§ PAGE EXTRACT
# (ra6) ram air 6 body kit, where can i find one? How much?



## gTOOmuch (Aug 6, 2010)

(ra6) ram air 6 body kit, where can i find one? How much would it cost?? Any good tips on other body kits? Stock gto wheels in 20''...window louvers, carbon fiber hood....??? Thanks!


----------



## jpalamar (Jul 22, 2008)

RA6 kit will run you like $10k just in labor to install plus a few $k just to buy. Not many body kits out there for our cars... RA6, RK Sport, SAP, and RMR if you can find it, louvers are gay, hoods can be find on PFYC website or a simple google or forum search, 20" wheels will ride like crap and you better do some suspension/fender rolling as well.


----------



## Rukee (Feb 8, 2007)

Why stop at 20"s?? Go all out and get the 30"s!!!


----------



## HP11 (Apr 11, 2009)

Sometimes I wonder if people post questions like this just to see the reaction.......


----------



## gTOOmuch (Aug 6, 2010)

haha thanks guys! WOW 10k?? where could i find one though, couldnt i just get a custom one for cheaper? i wonder where you can find the gto race car kits..hmm, any ideas? i only mention 20s because the 2011 camaros/mustangs seem to ride pretty smoothly on them...and apparently they want to take on the GTO with their new specs  so if it's a fight they wan't, it's a fight they get!... im actually looking for the stock gto wheels, but in 20'' instead of 17''. haha but where can you FIND the GAY louvers...for gay references...?

no not for a reaction haha


----------



## m14socom (Nov 22, 2011)

I'd like to know where to find one?


----------

§ DATASET CONTENT

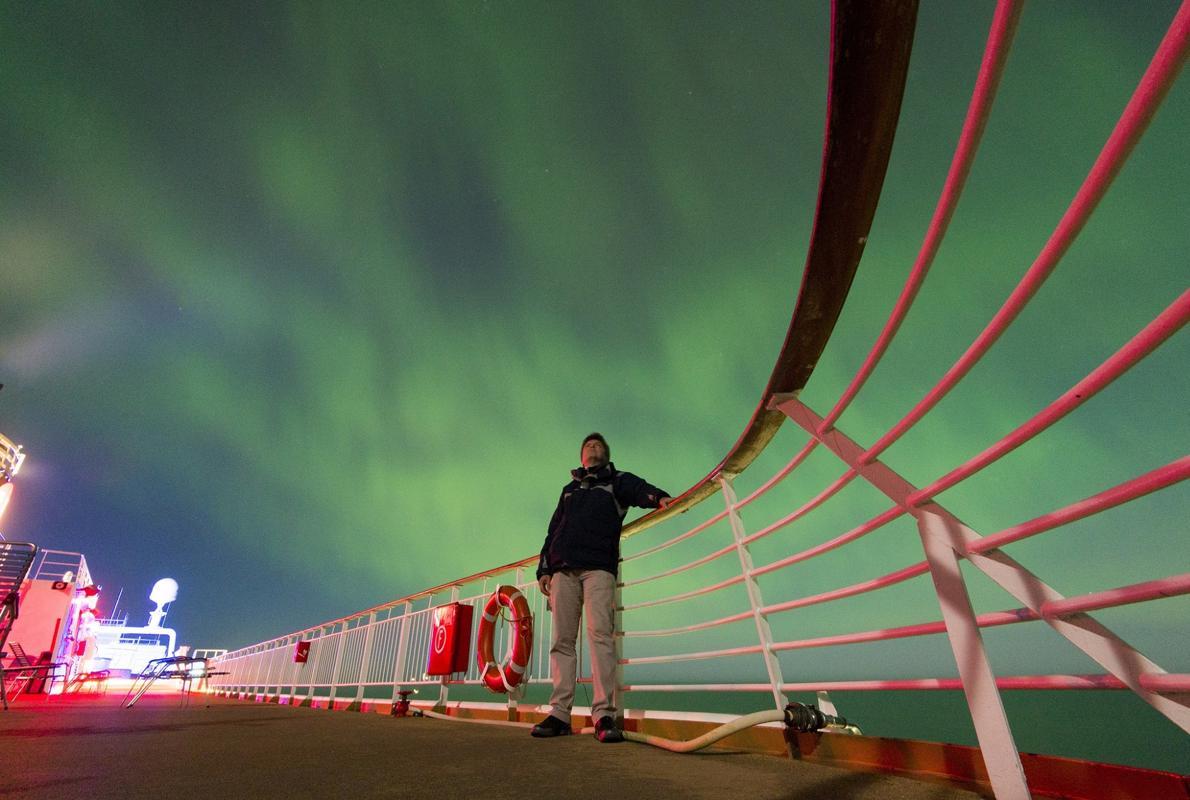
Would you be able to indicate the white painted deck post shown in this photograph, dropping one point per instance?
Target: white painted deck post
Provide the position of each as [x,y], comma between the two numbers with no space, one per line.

§ STATED EXERCISE 1
In the body kit thread, rewrite the passage starting at "RA6 kit will" and ending at "rolling as well.", putting "carbon fiber hoods" in place of "hoods".
§ STATED EXERCISE 2
In the body kit thread, recast the paragraph beginning "RA6 kit will run you" as a short bulleted list that keeps its main facts.
Work only from the body kit thread.

§ WORKED ANSWER 1
RA6 kit will run you like $10k just in labor to install plus a few $k just to buy. Not many body kits out there for our cars... RA6, RK Sport, SAP, and RMR if you can find it, louvers are gay, carbon fiber hoods can be find on PFYC website or a simple google or forum search, 20" wheels will ride like crap and you better do some suspension/fender rolling as well.

§ WORKED ANSWER 2
- An RA6 kit costs a few thousand dollars to buy, plus about $10k in installation labor.
- Few body kits exist for these cars: RA6, RK Sport, SAP, and RMR, if it can be found.
- Louvers are dismissed.
- Hoods can be found on the PFYC website or through a Google or forum search.
- 20" wheels will ride badly and call for suspension work or fender rolling as well.